HOW TO COMPLETE THIS TASK -
From the records below, copy out exactly the lines from the one containing "target | shallow water" to the one containing "such as <point>4,20</point>", both included. Add nothing else.
[DATA SUPPLIED Boundary: Start]
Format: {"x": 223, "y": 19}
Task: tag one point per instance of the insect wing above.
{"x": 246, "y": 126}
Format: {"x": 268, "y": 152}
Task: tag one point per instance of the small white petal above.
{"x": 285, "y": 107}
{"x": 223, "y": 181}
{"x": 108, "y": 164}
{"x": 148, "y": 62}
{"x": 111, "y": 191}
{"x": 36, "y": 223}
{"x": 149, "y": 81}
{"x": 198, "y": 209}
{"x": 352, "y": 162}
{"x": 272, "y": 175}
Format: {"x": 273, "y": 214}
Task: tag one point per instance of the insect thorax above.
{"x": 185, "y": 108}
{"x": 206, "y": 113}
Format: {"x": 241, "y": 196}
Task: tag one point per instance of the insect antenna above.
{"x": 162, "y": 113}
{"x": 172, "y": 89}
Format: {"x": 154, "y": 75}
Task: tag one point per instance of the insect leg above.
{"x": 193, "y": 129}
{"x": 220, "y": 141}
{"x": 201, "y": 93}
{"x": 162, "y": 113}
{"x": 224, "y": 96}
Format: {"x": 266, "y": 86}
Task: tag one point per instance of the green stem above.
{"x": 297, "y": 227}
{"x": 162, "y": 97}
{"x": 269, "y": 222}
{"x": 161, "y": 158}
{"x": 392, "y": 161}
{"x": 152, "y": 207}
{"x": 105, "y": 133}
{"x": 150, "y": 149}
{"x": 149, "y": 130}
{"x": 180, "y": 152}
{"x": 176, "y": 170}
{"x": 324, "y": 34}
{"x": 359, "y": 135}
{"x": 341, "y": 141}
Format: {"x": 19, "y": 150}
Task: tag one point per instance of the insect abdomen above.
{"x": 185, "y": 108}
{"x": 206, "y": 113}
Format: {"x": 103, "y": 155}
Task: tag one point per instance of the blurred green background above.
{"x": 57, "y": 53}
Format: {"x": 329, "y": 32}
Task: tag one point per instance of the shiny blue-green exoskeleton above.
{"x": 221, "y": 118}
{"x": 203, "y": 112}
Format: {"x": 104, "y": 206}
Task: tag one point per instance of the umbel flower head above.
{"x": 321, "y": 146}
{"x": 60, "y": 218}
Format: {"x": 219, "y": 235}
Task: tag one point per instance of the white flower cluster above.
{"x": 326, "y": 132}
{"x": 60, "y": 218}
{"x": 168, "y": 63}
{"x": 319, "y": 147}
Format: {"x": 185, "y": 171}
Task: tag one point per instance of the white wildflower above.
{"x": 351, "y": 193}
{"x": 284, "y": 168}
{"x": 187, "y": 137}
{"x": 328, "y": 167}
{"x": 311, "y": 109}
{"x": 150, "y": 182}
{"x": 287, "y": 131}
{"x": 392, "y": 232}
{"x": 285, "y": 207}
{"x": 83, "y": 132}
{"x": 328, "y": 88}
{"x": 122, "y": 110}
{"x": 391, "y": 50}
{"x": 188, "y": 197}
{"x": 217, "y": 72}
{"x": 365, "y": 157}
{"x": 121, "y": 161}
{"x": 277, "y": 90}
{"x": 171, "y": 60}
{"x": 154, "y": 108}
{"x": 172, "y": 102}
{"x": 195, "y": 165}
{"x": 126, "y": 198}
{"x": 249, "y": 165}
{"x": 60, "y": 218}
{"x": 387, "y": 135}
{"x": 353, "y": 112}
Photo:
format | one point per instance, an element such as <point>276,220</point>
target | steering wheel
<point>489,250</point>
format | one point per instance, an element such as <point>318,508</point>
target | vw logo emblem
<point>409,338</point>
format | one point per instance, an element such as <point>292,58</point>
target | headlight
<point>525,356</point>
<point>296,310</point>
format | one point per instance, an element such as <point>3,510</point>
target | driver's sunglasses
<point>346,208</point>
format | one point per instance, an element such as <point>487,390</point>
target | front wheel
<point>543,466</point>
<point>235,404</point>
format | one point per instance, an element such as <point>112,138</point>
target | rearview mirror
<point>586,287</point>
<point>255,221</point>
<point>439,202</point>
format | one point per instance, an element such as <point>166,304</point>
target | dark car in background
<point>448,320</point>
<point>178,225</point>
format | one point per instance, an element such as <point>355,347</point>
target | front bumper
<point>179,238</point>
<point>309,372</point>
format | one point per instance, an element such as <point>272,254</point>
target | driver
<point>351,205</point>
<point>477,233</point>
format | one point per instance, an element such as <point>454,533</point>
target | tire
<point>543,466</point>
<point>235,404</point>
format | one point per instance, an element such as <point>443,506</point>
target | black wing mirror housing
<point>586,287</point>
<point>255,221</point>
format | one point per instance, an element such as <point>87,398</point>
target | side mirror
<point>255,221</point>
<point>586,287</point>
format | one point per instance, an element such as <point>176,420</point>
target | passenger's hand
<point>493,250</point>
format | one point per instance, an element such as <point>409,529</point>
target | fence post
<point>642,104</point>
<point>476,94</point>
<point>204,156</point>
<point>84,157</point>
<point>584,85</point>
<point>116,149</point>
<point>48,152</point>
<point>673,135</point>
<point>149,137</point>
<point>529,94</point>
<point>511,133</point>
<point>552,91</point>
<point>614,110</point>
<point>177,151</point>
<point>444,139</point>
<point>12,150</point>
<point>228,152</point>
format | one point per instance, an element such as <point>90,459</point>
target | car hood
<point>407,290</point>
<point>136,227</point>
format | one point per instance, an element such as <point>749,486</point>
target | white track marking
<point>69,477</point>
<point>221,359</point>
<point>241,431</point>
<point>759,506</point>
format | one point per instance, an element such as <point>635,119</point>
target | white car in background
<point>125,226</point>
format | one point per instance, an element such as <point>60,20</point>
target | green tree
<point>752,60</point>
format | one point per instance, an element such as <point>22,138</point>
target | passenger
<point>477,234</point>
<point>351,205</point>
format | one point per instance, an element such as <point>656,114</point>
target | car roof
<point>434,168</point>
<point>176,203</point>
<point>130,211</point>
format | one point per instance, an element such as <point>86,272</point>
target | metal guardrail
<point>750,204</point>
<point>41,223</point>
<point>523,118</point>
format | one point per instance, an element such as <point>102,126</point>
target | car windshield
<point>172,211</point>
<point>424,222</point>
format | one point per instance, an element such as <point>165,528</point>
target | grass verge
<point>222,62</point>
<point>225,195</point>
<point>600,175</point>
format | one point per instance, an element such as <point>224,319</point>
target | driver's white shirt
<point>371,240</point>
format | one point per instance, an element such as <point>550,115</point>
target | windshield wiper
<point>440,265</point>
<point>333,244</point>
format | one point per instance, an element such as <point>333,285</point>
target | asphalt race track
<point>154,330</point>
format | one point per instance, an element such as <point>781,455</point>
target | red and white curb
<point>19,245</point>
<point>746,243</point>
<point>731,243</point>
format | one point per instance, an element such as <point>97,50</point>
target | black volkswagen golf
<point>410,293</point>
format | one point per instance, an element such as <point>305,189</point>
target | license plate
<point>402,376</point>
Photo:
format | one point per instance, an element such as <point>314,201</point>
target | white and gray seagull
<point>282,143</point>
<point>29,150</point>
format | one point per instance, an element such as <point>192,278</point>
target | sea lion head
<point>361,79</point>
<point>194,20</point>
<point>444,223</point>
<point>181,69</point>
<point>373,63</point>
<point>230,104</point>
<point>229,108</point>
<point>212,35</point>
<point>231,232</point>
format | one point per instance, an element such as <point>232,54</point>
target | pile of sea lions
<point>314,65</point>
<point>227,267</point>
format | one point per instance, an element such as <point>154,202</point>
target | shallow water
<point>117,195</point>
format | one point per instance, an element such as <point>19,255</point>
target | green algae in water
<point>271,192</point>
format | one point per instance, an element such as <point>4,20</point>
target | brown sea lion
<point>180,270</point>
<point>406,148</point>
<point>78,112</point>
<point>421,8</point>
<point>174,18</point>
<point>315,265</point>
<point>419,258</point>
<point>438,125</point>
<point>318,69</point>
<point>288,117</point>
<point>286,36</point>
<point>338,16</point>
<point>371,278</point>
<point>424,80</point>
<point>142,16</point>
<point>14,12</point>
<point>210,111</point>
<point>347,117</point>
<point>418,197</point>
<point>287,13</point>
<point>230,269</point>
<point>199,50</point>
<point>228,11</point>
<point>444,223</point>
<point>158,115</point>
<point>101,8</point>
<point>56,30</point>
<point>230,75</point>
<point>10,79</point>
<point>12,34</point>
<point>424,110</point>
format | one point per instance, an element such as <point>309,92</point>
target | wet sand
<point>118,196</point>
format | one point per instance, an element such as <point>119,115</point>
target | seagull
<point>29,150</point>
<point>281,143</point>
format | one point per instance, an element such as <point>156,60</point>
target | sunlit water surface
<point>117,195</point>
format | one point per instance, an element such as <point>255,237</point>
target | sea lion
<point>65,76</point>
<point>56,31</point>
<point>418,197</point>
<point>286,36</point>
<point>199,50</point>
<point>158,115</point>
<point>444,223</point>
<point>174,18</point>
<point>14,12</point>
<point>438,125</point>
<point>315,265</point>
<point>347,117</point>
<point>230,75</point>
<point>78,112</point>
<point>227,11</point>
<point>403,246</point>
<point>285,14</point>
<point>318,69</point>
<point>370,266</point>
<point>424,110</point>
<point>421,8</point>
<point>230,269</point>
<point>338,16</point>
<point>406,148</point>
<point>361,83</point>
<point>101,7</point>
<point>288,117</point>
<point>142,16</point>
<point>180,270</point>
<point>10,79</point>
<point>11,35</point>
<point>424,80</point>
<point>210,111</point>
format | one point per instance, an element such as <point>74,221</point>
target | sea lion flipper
[DATA SUPPLIED Boundary: End]
SOLUTION TO THIS PROBLEM -
target | shallow water
<point>117,195</point>
format | one point per instance, an element such as <point>19,255</point>
target | green algae in water
<point>271,192</point>
format | one point per instance, an element such as <point>4,20</point>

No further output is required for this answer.